▸ Records for this task

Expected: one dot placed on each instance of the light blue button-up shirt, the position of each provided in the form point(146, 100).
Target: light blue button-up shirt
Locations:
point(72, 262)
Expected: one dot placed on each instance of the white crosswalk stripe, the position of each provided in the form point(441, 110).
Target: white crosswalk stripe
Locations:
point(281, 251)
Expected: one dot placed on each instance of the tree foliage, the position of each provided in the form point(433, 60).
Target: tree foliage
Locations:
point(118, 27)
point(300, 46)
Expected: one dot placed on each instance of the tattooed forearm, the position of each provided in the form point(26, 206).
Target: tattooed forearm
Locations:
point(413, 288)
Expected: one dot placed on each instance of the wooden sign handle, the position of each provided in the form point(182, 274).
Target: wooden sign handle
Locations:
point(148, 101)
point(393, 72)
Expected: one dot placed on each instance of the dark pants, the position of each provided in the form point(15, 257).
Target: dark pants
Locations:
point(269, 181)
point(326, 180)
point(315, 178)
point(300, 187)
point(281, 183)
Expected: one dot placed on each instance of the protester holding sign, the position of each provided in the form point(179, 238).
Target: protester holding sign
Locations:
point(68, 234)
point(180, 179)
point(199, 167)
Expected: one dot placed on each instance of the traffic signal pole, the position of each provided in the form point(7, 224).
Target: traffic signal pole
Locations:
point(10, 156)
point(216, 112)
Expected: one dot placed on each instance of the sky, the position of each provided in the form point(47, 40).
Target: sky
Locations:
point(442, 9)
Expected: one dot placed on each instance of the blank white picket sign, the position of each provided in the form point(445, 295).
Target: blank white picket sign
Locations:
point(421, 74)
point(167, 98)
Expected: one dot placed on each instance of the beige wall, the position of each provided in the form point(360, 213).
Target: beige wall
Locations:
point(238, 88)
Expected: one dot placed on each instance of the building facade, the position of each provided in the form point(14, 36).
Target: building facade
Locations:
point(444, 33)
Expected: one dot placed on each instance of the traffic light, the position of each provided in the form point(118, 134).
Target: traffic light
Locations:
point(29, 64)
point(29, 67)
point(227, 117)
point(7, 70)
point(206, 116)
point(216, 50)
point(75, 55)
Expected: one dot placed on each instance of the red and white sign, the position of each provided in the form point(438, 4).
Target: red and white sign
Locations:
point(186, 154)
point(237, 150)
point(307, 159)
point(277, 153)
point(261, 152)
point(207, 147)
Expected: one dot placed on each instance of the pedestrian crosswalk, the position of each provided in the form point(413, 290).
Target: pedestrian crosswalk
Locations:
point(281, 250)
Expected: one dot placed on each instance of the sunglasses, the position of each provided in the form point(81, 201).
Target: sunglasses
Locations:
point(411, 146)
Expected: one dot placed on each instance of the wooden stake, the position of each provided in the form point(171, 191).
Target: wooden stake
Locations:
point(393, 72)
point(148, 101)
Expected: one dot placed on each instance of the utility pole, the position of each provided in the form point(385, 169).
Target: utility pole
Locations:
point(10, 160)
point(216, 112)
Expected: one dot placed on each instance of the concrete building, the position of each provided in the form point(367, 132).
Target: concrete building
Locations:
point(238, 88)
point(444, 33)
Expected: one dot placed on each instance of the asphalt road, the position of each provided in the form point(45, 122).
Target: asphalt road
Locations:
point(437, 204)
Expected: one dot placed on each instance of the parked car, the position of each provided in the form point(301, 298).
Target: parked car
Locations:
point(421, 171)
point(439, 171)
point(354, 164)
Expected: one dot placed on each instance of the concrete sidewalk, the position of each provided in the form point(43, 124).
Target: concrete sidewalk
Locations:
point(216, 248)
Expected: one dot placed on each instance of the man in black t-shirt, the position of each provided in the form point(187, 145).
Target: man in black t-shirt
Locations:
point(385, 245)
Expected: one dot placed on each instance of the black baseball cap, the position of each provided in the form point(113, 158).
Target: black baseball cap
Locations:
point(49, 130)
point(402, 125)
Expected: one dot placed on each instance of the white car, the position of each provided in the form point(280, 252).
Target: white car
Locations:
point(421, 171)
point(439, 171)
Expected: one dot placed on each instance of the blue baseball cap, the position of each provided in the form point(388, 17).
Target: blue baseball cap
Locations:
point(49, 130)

▸ Task details
Go through the listing and copy each line with the string "blank".

▸ Task response
Expected: one dot placed on each instance of the blank white picket sign, the position of each provided in the form point(445, 295).
Target: blank white picket sign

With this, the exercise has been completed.